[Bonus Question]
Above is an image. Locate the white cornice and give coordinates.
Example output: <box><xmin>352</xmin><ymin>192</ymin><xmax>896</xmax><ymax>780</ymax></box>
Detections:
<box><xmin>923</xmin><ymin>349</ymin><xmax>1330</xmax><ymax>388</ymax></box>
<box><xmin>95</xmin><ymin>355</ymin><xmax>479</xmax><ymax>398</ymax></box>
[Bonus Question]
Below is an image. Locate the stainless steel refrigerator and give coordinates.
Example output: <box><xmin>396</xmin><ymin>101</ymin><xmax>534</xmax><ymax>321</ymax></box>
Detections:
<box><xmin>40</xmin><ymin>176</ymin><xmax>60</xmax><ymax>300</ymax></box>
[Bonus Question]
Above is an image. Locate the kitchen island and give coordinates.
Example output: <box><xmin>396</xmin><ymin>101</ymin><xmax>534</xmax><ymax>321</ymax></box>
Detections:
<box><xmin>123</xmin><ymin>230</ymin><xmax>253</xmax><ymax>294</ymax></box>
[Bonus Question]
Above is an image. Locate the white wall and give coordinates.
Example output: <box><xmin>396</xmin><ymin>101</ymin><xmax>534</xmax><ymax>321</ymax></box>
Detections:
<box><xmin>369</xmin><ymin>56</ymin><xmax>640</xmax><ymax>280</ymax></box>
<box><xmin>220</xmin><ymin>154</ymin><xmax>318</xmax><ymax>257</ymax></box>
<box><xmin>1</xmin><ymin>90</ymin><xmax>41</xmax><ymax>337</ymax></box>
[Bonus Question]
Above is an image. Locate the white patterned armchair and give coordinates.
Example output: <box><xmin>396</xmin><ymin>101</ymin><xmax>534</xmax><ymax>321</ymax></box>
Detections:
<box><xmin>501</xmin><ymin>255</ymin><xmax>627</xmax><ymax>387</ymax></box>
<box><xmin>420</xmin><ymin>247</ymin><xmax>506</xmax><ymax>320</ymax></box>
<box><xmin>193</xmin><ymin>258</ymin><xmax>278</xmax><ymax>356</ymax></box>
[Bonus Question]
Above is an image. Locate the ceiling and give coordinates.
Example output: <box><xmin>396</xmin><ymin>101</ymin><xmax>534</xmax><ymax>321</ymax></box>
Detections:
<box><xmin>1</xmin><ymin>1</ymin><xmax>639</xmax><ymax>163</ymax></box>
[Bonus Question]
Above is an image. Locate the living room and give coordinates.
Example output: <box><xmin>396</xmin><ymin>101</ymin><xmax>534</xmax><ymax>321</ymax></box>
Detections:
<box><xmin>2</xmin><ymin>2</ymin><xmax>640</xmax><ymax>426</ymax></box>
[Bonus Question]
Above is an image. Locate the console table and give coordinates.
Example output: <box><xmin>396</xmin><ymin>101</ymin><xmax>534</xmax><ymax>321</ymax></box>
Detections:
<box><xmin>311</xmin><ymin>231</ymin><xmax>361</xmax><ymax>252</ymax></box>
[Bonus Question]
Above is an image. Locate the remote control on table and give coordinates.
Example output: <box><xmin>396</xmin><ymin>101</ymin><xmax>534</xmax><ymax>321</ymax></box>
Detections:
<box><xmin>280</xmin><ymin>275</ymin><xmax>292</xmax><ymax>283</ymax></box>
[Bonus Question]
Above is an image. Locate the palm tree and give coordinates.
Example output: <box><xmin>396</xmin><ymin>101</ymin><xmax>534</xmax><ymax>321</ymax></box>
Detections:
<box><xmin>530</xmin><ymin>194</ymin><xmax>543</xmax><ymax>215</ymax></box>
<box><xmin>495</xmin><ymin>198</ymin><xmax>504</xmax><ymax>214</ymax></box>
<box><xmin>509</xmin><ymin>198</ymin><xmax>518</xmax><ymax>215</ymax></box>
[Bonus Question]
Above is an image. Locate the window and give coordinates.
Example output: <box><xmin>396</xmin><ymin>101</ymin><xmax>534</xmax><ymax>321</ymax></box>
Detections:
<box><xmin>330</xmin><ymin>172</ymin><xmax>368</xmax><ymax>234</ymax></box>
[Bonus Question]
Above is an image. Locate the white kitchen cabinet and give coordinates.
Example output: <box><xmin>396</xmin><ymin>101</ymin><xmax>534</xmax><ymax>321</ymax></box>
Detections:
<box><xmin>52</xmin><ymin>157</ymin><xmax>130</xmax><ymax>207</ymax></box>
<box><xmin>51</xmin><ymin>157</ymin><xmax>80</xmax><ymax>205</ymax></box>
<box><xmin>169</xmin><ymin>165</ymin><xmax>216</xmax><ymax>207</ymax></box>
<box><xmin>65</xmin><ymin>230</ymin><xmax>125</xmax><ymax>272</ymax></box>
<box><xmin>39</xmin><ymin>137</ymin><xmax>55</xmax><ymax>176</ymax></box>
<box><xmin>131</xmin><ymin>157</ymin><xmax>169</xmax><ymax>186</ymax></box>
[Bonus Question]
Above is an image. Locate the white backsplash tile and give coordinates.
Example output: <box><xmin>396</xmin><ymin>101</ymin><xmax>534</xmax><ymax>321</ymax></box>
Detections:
----------------
● Problem statement: Your task is to copy each line of the data above that holds "white".

● Response to this task:
Above is an image. Locate the white cornice and give coordinates.
Above is an image. Locate the white wall and give coordinates.
Above is an image. Locate the white patterned armchair and give coordinates.
Above is an image. Locate the white kitchen cabinet and give coordinates.
Above is an image. Locate the white backsplash tile and give coordinates.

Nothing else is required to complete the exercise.